Look to the right and you'll find Lamar Odom and Shannon Brown, the two other new guys on the team being credited with the Lakers not only making a run at a championship but potentially one of the best seasons ever.
Of course, Odom, who has been with the Lakers since 2004, and Brown, who has been with the team the past two seasons, aren't new to the Lakers locker room but you wouldn't know that by looking at their statistics this season.
Both players reinvented themselves over the summer and during the Lakers' 7-0 start have been arguably the two best players on the team not named Kobe or Pau.
Odom refined his game while helping Team USA win a gold medal during the FIBA World Championships in Istanbul while Brown took the lower-profile approach during tireless training sessions at Proviso East High in Maywood, Ill.
Normally role players coming off back-to-back championships get content and complacent. With a pair of championship rings already in their back pocket they start looking at ways to make more money and increase their profile. Yet while Odom and Brown have become celebrities off the court -- Odom is married to Khloe Kardashian and Brown is engaged to singer Monica after starring in her music video -- both players spent the offseason working on their game as if they had something prove.
"I wanted to show everyone that I'm more than just a dunker," Brown said. "There's a lot more to my game than just dunks."
It's a sentiment we've heard before. After Brown's dreadful showing in last season's NBA dunk contest he said, "I definitely don't want to be remembered as just a dunker, but as a great basketball player." It was like hearing Jim Carey or Robin Williams complain about not being recognized as a dramatic actor when all we want them to do is make us laugh.
As mesmerizing as Kobe Bryant is and as emotional as Pau Gasol can be, Staples Center is never louder than after a high-flying dunk from Brown. Everyone in the building holds their breath when he has the ball in the open court or is about to leap for an alley-oop and bursts when he jumps in the air, his waist almost reaching the rim, as he dunks the ball.
Those highlight-reel moments have been few and far between this season, as Brown has stopped short of the paint in favor of taking the outside shots he spent the summer perfecting in his old high school gym. Brown only gave himself about two weeks to enjoy his second championship before he went to work on his game, practicing the open shots he had been routinely passing up.
"I'm really enamored with Shannon's ability to shoot the ball," Lakers coach Phil Jackson said. "He's getting a good base, he has great lift. He's practiced those three-point shots, he's played very well and I think he's very confident in what he can do."
------
Directions -
A. Copy the passage of the Lakers article starting at "It's a sentiment" and ending at "make us laugh.".
B. According to the Lakers article, where did Shannon Brown hold his offseason training sessions?
C. Resume the article about Lamar Odom and Shannon Brown after its last sentence.
------
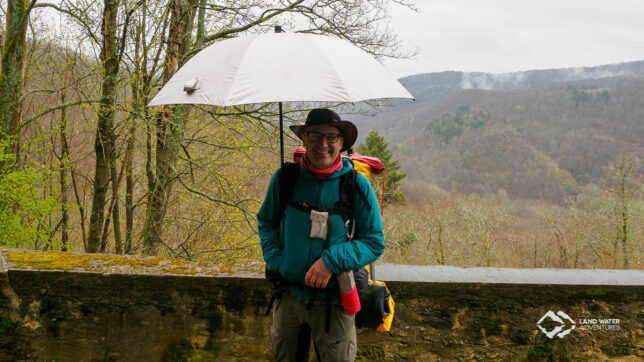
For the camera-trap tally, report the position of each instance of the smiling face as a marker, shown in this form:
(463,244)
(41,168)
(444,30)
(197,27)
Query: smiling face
(322,154)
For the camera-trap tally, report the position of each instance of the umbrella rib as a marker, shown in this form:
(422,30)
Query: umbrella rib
(227,100)
(333,66)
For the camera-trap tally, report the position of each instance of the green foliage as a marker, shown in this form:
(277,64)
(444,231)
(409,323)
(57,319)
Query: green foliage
(547,353)
(586,93)
(25,215)
(376,146)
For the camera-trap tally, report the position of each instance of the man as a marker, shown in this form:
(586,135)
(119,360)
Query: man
(307,253)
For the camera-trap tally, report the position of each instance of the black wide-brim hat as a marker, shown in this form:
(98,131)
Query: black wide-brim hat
(323,116)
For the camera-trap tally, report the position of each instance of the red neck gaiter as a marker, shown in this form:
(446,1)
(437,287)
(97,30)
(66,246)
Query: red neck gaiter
(305,163)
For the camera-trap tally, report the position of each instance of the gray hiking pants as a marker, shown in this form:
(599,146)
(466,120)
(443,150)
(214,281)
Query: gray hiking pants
(289,313)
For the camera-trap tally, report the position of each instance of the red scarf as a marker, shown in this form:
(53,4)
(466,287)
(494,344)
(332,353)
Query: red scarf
(305,163)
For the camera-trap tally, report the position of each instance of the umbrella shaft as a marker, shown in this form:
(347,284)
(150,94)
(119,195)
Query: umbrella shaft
(281,136)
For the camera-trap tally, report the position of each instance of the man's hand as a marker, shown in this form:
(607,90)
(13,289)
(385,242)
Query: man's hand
(318,276)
------
Task responses -
A.
It's a sentiment we've heard before. After Brown's dreadful showing in last season's NBA dunk contest he said, "I definitely don't want to be remembered as just a dunker, but as a great basketball player." It was like hearing Jim Carey or Robin Williams complain about not being recognized as a dramatic actor when all we want them to do is make us laugh.

B. At Proviso East High in Maywood, Ill.

C.
Brown, 25, isn't the only one who has improved his outside shooting. Odom, 31, playing in his 12th NBA season, is finally realizing his potential as one of the great all-around talents in the league. Before recording his fourth double-double of the season on Sunday against Portland, Trailblazers coach Nate McMillan compared Odom's ability to play all five positions to Magic Johnson's and said his basketball IQ "is as high as it gets."
McMillan wasn't just speaking as an opposing coach who has watched Odom from afar, he was an assistant coach for Team USA this summer and watched Odom's game blossom as he embraced being a leader for the young team along with Chauncey Billups.
Odom is leading the league in three-point shooting percentage at 69.2% and Brown isn't too far behind in seventh place, shooting 52.4%. While it's still early, it's a remarkable clip through seven games considering Odom has averaged 31.8% during his career and Brown shot 28.1% from beyond the arc during the playoffs last season.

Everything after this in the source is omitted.